• **EXERCISE DETAILS**: Each entry has to be copied exactly, with nothing missed.

[Stored data entries]
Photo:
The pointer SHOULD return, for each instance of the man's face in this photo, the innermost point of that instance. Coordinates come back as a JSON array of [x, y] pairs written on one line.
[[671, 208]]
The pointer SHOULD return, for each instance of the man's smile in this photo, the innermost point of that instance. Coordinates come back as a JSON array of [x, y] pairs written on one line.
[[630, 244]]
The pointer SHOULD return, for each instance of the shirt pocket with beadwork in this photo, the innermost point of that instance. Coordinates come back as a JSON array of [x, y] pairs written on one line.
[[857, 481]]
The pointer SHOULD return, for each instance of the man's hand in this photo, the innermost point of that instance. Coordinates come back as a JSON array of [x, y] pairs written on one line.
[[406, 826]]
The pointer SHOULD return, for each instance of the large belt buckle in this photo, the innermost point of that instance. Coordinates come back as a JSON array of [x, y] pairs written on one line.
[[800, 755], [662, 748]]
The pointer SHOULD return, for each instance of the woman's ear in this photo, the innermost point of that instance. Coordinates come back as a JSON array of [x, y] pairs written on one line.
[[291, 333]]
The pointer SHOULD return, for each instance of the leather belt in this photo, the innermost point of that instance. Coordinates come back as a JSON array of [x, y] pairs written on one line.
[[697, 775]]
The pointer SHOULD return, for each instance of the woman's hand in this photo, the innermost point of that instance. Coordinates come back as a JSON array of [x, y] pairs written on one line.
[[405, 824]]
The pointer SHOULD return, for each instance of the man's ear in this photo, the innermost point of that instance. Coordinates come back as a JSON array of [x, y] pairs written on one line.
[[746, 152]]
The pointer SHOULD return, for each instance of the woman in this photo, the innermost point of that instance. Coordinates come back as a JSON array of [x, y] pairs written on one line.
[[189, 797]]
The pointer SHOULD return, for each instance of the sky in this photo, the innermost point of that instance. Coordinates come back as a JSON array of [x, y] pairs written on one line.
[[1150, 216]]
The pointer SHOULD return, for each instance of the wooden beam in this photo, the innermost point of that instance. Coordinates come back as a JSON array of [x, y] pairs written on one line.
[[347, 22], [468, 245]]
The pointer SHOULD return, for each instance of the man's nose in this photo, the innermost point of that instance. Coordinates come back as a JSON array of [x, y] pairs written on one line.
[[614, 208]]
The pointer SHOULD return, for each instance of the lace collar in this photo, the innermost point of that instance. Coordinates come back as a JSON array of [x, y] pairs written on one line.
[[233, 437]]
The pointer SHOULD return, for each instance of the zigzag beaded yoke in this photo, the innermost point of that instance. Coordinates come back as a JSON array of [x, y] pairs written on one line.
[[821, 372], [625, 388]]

• **RESULT OF THIS TASK**:
Photo:
The pointer SHOULD return, for each instance of the man's face in this photo, the innermost point of that instance. Coordinates come back as a JSON array of [x, y] pairs written on one line.
[[671, 208]]
The pointer SHOULD return, for each instance of the man's smile in this photo, the innermost point of that instance. Coordinates come back as a JSON array of [x, y] pairs written on one line.
[[630, 244]]
The pointer SHOULD return, for each instance of the shirt pocket with beadwork in this photo, the innermost point of that instance. Coordinates come back as a JSON array of [x, y] pairs written on one line.
[[857, 481]]
The pointer SHOULD return, for each instance of the man's hand in this photo, the innermost point of that instance. Coordinates come back as a JSON array of [x, y] pairs written on one line.
[[406, 826]]
The pointer SHOULD return, for each instance of the large belt buckle in this photo, the innermost point of that instance. Coordinates come back as a JSON array of [x, y] pairs written on one line.
[[800, 755], [662, 748]]
The pointer SHOULD return, for each instance of the woman's ear in this photo, the innermost point of that instance. Coordinates come back as a JSON array of [x, y] pairs written on one line.
[[291, 333]]
The pointer SHOULD return, for each instance of the leather belt in this photo, the innermost point of that instance. Coordinates come back as a JSON array of [x, y] pairs written on one line.
[[697, 775]]
The pointer SHOULD return, for each instance of the woman's hand in this photo, the innermost point of that instance. Coordinates come back as a JSON array of [x, y] pairs written on one line.
[[405, 824]]
The pointer SHOULD return, for each instance of the man's ear in this photo, the innermost point of that instance. Coordinates come back as a JSON array of [x, y] pairs written on one line.
[[746, 152]]
The pointer SHOULD return, for each instance of the woman in this photo, the innermost point of that instance. Coordinates come back as a JSON array of [x, y] pairs written on one line.
[[189, 797]]
The pointer SHOULD return, for each instance of the sky in this photo, the innermost point of that instance. Coordinates come back as a JSON array of [x, y] pairs written on one line.
[[1150, 216]]
The pointer SHOULD return, for each instance of the wooden beam in this photo, the innermost point of that instance. Coordinates come back as a JSON array of [x, y] pairs written on one line.
[[347, 22], [468, 245]]
The pointer SHOULD return, for each instance of the man's nose in this photo, the innermost point of that instance. Coordinates come back as a JSON array of [x, y] pairs written on one line.
[[614, 208]]
The pointer SHOULD return, for each instance of the lace collar in this photo, the innermost point of that instance. Coordinates come back as a JSON array of [x, y] pairs written on one line.
[[233, 437]]
The pointer SHOULD return, for each instance of the zigzag beaded yoke in this photo, the innermost point of that instance. Coordinates come back as a JSON array of [x, y] pairs written on one line.
[[821, 372], [625, 388]]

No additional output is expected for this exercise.